### Задания
a) Перепишите слово в слово фрагмент отрывка о вокзальной скуке: от «Сумрачная картина выражает» до «[3, с. 258].».
b) Чем в отрывке о вокзальной скуке подкреплено утверждение «Мир полон жалобы»? Ответьте в одном–трех предложениях.

### Показанный отрывок
Осклизлая осень. Кисельное небо и кисельная земля. Железнодорожная станция, увязнувшая в редком и голом перелеске. Мокрая ворона летит над вокзалом, полным томительной скуки <…>

Скука, как промозглый туман, стоит в вокзале. И когда из конторы, вслед за телефонным звонком, глухо доносится низкий голос телефониста, –  кажется, что заблудившийся в тумане человек безнадежно и обреченно жалуется на свою беду.

Мир полон жалобы. Там – за стенами вокзала – жалуются на бесприютность: тучи – дождем, осинник – дрожью, ворона – криком. Здесь несколько взрослых людей, ожидающих поезда, жалуются нудными словами, – на плохую погоду, на нужду, на болезни…[3, с. 254] 

Сумрачная картина выражает безнадежность, обреченность и отчаяние человека,  не желающего принимать радость, не стремящегося изменить свое положение. В финале рассказа печальная тональность сохраняется:

В окно вагона смотрит осклизлая осень. Где-то в голом перелеске скользят по узкой тропинке шаги затейного [3, с. 258].

### Данные для анализа

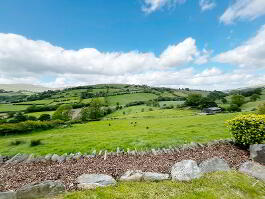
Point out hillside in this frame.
[0,84,51,92]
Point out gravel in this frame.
[0,144,249,191]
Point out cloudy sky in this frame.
[0,0,265,90]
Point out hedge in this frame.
[0,120,64,135]
[228,114,265,146]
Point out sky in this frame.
[0,0,265,90]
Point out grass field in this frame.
[0,109,236,155]
[0,104,29,112]
[107,93,158,106]
[26,111,55,117]
[57,171,265,199]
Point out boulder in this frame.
[6,153,28,164]
[199,157,230,173]
[171,160,202,181]
[51,154,60,162]
[77,174,117,189]
[239,161,265,181]
[249,144,265,164]
[17,181,65,199]
[120,170,144,181]
[0,191,17,199]
[143,172,169,181]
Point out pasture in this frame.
[0,109,236,155]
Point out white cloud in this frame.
[142,0,186,14]
[214,25,265,68]
[199,0,216,11]
[0,33,203,75]
[220,0,265,24]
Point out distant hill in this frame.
[0,84,53,92]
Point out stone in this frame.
[44,154,52,161]
[249,144,265,164]
[17,181,65,199]
[0,191,17,199]
[6,153,28,164]
[51,154,60,162]
[171,160,202,181]
[77,174,117,189]
[0,155,4,164]
[73,152,82,160]
[239,161,265,181]
[199,157,230,173]
[120,170,144,181]
[143,172,169,181]
[25,154,35,163]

### Решённые задания
a)
Сумрачная картина выражает безнадежность, обреченность и отчаяние человека,  не желающего принимать радость, не стремящегося изменить свое положение. В финале рассказа печальная тональность сохраняется:

В окно вагона смотрит осклизлая осень. Где-то в голом перелеске скользят по узкой тропинке шаги затейного [3, с. 258].

b) За стенами вокзала на бесприютность жалуется природа: тучи дождем, осинник дрожью, ворона криком. Внутри вокзала взрослые люди, ожидающие поезда, нудными словами жалуются на плохую погоду, на нужду и на болезни.